Stored records:
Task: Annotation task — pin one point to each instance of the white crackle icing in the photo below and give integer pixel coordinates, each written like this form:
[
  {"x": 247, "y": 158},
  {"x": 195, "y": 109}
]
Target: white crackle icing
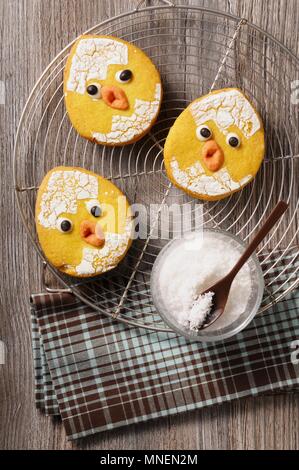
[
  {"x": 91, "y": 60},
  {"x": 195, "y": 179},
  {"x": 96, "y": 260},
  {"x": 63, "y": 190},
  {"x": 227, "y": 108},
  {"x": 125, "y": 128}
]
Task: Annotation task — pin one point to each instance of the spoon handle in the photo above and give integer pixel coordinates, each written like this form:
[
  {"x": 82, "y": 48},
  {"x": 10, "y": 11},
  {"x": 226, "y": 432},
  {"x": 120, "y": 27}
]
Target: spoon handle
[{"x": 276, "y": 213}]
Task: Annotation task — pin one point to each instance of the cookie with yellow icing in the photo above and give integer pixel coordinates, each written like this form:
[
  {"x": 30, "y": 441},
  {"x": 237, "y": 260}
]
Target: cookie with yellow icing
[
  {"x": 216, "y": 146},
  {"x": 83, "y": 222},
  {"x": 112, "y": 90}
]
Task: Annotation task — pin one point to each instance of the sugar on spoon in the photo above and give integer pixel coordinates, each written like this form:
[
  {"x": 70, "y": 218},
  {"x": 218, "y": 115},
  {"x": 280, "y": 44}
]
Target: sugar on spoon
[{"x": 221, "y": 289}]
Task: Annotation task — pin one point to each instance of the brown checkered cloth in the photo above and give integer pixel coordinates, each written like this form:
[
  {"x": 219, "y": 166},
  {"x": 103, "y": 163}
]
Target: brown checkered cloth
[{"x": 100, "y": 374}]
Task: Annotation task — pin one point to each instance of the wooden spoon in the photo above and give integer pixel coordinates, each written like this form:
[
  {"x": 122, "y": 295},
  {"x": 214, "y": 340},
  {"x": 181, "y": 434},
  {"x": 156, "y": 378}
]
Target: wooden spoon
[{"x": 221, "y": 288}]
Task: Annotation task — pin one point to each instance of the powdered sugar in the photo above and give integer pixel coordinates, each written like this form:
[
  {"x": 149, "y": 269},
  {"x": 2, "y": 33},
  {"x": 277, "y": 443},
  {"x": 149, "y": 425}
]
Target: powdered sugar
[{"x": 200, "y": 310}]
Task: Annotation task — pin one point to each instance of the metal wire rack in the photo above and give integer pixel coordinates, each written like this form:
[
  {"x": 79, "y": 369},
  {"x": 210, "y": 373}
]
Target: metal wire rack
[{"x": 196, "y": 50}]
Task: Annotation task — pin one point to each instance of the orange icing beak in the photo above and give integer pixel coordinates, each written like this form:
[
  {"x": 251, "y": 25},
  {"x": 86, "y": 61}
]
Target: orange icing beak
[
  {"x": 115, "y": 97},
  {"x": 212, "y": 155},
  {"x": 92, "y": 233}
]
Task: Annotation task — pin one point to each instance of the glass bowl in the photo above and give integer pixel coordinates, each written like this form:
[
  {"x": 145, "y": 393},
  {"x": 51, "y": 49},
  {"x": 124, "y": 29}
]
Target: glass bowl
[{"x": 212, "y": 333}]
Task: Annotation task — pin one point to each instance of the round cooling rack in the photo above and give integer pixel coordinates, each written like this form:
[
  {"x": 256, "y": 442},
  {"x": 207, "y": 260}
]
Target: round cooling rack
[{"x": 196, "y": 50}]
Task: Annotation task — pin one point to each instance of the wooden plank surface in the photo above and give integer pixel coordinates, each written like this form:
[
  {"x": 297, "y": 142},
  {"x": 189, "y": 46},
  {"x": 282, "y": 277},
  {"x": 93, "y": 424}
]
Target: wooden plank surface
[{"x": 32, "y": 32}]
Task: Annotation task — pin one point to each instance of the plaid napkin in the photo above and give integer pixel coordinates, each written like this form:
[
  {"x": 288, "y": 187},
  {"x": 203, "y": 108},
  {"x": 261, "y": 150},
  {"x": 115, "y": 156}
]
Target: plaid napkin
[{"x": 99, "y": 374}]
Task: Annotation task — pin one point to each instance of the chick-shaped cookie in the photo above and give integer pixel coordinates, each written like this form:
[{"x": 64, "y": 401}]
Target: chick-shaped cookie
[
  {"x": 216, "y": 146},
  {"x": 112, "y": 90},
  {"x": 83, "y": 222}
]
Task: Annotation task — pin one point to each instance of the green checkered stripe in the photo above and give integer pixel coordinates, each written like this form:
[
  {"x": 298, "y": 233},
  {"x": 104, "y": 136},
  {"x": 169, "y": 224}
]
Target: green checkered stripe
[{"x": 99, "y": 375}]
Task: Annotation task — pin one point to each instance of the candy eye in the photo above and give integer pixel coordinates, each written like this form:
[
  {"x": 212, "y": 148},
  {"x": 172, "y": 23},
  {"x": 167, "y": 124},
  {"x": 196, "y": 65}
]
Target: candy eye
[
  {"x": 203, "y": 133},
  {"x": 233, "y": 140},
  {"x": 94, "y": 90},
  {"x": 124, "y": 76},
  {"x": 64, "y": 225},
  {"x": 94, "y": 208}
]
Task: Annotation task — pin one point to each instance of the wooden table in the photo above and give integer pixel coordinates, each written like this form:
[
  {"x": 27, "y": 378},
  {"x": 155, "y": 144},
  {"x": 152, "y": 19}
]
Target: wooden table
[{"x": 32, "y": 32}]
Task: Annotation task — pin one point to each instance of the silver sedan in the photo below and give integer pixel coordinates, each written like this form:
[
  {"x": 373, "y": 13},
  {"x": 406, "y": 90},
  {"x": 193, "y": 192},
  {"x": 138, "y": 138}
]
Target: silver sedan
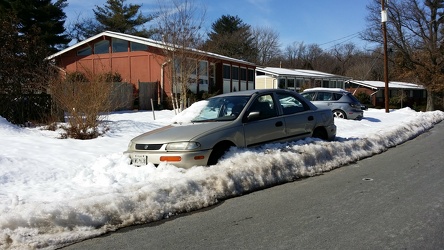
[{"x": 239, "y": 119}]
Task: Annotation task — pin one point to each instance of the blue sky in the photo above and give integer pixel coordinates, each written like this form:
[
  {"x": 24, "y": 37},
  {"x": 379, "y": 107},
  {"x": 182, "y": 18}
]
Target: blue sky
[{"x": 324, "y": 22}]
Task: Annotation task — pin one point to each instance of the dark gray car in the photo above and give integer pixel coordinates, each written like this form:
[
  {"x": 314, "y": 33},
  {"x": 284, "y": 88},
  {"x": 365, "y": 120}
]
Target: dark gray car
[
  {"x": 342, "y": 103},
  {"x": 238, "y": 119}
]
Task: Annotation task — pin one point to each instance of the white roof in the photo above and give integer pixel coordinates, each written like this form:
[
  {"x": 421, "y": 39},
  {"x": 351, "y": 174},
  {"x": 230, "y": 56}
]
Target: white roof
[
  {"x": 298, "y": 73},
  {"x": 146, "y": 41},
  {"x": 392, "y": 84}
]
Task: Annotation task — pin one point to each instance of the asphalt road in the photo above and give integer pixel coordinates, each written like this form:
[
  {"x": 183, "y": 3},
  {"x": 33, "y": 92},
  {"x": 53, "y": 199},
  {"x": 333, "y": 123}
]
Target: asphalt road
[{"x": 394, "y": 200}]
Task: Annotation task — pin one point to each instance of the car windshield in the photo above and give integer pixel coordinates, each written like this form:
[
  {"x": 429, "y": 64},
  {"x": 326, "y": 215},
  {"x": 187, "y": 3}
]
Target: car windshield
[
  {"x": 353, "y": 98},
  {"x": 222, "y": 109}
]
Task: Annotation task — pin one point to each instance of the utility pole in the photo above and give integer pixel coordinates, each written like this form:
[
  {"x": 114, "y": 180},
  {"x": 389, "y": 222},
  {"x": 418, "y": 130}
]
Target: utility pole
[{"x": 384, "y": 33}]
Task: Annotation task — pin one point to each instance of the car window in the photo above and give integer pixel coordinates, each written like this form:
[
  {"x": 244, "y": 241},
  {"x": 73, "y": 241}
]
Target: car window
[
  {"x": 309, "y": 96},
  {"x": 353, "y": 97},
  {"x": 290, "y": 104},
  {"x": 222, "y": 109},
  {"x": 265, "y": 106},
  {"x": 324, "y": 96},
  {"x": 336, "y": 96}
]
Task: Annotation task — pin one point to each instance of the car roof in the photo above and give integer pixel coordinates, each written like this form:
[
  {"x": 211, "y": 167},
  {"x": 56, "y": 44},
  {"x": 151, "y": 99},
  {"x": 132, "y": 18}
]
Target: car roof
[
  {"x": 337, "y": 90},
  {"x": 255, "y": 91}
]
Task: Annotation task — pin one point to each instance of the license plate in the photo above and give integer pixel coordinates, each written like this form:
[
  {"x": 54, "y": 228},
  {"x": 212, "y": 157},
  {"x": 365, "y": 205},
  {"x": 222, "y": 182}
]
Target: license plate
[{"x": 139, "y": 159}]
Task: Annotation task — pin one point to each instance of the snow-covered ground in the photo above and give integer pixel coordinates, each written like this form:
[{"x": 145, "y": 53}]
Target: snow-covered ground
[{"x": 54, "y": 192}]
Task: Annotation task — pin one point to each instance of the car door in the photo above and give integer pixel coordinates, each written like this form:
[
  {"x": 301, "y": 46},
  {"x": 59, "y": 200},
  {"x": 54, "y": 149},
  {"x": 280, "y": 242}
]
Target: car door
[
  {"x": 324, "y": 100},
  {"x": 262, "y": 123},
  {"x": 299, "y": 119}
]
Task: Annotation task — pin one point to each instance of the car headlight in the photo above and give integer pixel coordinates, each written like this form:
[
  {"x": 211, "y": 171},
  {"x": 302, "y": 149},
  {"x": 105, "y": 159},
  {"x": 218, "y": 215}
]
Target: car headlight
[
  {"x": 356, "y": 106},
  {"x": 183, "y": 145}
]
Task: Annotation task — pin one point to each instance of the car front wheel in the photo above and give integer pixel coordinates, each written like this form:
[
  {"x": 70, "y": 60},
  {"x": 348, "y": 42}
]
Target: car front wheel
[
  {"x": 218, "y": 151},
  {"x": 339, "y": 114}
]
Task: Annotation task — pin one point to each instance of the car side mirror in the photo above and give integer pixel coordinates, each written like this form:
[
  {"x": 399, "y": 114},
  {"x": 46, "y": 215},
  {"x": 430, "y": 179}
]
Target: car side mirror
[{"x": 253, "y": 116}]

- [Exercise aim]:
Reproduce only the lines running from the one with "the car door" through the final line of the listing above, both ends included.

- [Result for this exercise]:
Task: Annotation task — pin one point to each instance of the car door in the photo above and give integer pixel coordinates, each written like this form:
[
  {"x": 301, "y": 46},
  {"x": 59, "y": 200},
  {"x": 54, "y": 149},
  {"x": 280, "y": 242}
]
Target: car door
[
  {"x": 324, "y": 100},
  {"x": 262, "y": 123},
  {"x": 299, "y": 119}
]
Task: Annotation task — pin one point to each instance of the car headlight in the photo above and give integer pixel coordinates, each written like this form:
[
  {"x": 211, "y": 171},
  {"x": 302, "y": 149},
  {"x": 105, "y": 159},
  {"x": 218, "y": 215}
]
Target: car headlight
[
  {"x": 356, "y": 106},
  {"x": 183, "y": 145}
]
Task: Annotation task — pin one point to each instance of the car front wheel in the photo above and give integer pixel coordinates, each written like this form:
[
  {"x": 70, "y": 60},
  {"x": 348, "y": 42}
]
Target: car front wheel
[
  {"x": 218, "y": 151},
  {"x": 339, "y": 114}
]
Task: Annotation task — pin one point to each instance of the car side mirror in the photo above and give integer pixel coordinates, each written like this form:
[
  {"x": 399, "y": 114},
  {"x": 46, "y": 215},
  {"x": 430, "y": 179}
]
Target: car side mirror
[{"x": 253, "y": 116}]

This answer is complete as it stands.